*DIRECTIONS FOR THIS TASK*
Please pull every line from the records below, copying each one word for word and leaving the pictures out.

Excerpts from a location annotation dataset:
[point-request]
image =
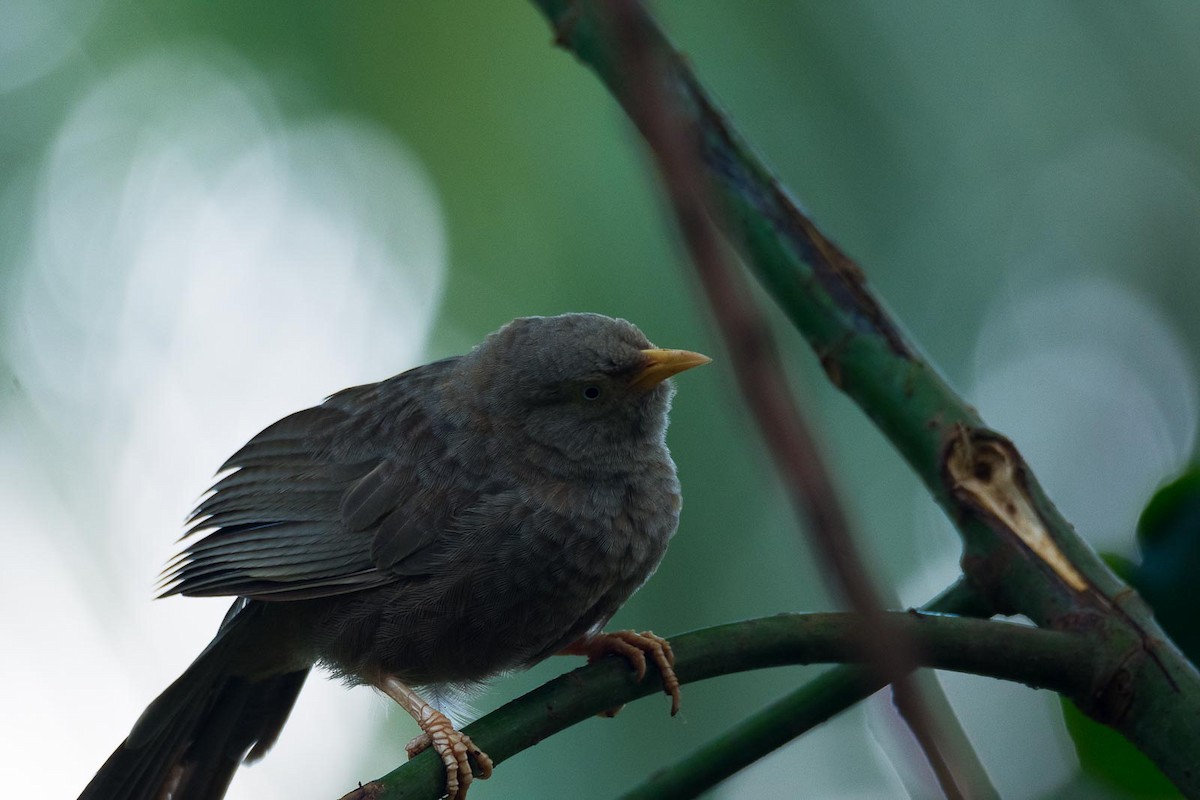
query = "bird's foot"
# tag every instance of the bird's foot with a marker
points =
(454, 747)
(633, 647)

*RESPONSE TO THIS EXERCISE*
[point-request]
image =
query = "bird's foot"
# tag every instance of the bird's foot with a marker
points =
(454, 747)
(633, 647)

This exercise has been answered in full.